* Task A: Put this sentence from the workers' compensation summary into Spanish: "The High Court’s decision has narrowed the circumstances in which an employee will be entitled to workers’ compensation for an injury suffered at a place away from their usual place of employment."
* Task B: Carry the summary of the Comcare v PVYW ruling further, picking up after its last point about other areas of law.
======== Passage to read ========
Legal News & Analysis – Asia Pacific – Australia – Labour & Employment

 

Comcare v PVYW [2013] HCA 41 (30 October 2013)


WHAT YOU NEED TO KNOW

 

  • The High Court’s decision has narrowed the circumstances in which an employee will be entitled to workers’ compensation for an injury suffered at a place away from their usual place of employment.
  • An employee will only be entitled to compensation for an injury occurring while a worker is away from the workplace if the injury is suffered because of a feature of the place itself, or in the course of an activity which the employer has induced or encouraged the employee to do while at that place.
  • The decision may provide some comfort to employers in the lead up to the festive season where there is a risk of employees being injured at functions outside the workplace. However, employers should be careful not to overextend the application of this decision, as it only relates to workers’ compensation.
  • This decision is not binding in relation to other areas of the law which apply to the employment relationship, such as work health and safety, or an employer’s liability for the conduct of employees. These other areas regulating employee conduct outside the workplace are governed by separate legislation, such as the Fair Work Act 2009, safety and anti-discrimination legislation, or the common law. Each area has its own body of case law interpreting concepts similar to ‘in the course of employment’. Although the High Court’s view on the scope of ‘in the course of employment’ in this case will be of interest in these other jurisdictions, it will not be binding.
======== Provided material ========
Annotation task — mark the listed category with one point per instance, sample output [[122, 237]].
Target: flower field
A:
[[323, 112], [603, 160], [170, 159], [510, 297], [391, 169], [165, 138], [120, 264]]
========
* Response A: La decisión del Tribunal Superior ha restringido las circunstancias en las que un empleado tendrá derecho a una indemnización por accidente de trabajo por una lesión sufrida en un lugar distinto de su lugar habitual de trabajo.

* Response B:
The High Court has handed down its much anticipated decision about whether an employee’s injuries suffered during a motel room romp while on a work-related trip are compensable because they were suffered ‘in the course of employment’.


Background


The employee, PVYW worked for a Commonwealth government agency (Agency). The Agency required  her to work from a regional office for two days and booked her into a local motel for her stay.


While at the motel, the employee had sex with an acquaintance, during which a glass light fitting fixed above the bed was pulled from its mount. The light struck the employee on the nose and mouth, leading her to suffer physical and, later, psychological injuries.
The employee made a claim for workers’ compensation from Comcare (as insurer for the Agency) pursuant to the Safety, Rehabilitation and Compensation Act 1988 (Cth) (SRC Act) for her injuries, which she said arose ‘in the course’ of her employment with the Agency.


The SRC Act provides that Comcare is liable to pay compensation in respect of an ‘injury’ suffered by an employee. An injury for which compensation is payable includes a physical or mental injury suffered by an employee ‘arising out of, or in the course of, the employee’s employment.’ This test is mirrored in workers compensation legislation across all Australian jurisdictions.


The Administrative Appeals Tribunal held that the employee’s injuries were unrelated to her employment. On appeal to the Federal Court and then to the Full Bench of the Federal Court, Comcare was found to be liable in respect of the employee’s injuries on the basis that the Agency had induced or encouraged her to spend the night at the motel.
Comcare appealed the decision to the High Court.

 

High Court Decision


The High Court upheld Comcare’s appeal, and as a result, found it was not liable to pay compensation in relation to the employee’s injuries.


Liability Limited To Two Situations


By majority (4:2), the High Court clarified the position at law in relation to the circumstances in which an employer will be found to be liable to compensate an employee for an injury sustained in an ‘interval or interlude’ during an overall period of work, such as lunch breaks or breaks on work-related trips.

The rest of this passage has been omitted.